═══ Dataset records ═══

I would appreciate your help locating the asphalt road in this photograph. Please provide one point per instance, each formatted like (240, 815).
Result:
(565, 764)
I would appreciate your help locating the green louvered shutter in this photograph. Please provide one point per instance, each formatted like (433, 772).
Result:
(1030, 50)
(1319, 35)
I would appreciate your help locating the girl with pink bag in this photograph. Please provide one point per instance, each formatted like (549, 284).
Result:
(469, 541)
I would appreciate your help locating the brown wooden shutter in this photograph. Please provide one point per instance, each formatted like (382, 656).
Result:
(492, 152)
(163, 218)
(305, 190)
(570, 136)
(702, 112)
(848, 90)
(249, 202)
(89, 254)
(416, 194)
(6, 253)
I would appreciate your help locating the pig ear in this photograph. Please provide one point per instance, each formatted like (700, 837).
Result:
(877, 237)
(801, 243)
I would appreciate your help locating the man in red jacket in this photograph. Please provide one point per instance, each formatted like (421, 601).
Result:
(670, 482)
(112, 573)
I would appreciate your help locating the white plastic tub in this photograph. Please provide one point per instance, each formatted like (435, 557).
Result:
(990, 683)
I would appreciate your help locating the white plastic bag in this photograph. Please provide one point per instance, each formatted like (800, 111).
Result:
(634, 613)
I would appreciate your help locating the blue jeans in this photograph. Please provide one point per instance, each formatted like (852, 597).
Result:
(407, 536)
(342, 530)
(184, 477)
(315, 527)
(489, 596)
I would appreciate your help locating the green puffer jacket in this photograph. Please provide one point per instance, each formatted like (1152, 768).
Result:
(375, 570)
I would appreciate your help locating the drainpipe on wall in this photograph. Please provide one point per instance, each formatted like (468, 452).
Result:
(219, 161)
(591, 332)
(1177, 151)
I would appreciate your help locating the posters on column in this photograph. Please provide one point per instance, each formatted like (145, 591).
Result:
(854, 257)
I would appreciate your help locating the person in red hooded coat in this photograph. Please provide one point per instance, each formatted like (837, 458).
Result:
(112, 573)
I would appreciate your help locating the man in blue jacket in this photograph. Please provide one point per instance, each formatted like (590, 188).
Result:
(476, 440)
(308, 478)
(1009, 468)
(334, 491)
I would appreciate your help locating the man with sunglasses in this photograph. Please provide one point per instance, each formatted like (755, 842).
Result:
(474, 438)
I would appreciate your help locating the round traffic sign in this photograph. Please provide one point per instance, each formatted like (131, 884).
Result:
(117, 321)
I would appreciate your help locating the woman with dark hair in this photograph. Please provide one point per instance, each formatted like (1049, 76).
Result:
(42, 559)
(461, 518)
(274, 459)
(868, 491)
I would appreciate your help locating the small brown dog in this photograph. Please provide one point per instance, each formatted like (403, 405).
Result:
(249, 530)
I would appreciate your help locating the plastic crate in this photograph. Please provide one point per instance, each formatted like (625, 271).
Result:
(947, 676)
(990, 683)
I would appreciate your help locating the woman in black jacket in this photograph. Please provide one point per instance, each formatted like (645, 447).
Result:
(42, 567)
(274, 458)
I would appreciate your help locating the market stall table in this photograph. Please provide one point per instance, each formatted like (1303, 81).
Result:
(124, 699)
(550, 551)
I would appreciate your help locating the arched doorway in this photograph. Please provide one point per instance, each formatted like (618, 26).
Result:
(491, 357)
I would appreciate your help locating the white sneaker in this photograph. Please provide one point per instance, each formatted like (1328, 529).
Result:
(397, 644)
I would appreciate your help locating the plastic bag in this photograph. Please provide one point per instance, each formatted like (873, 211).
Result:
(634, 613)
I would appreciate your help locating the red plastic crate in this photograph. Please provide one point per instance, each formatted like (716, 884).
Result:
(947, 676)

═══

## Exercise description
Every line in the data that holds "green" should be copied out.

## Result for this exercise
I would appreciate your help locating the green louvered shutter in this photograph. Please provide one point per instance, each formatted like (433, 772).
I would appreciate your help locating the green puffer jacket in this photograph. Please provide one point per instance, each formatted like (1152, 768).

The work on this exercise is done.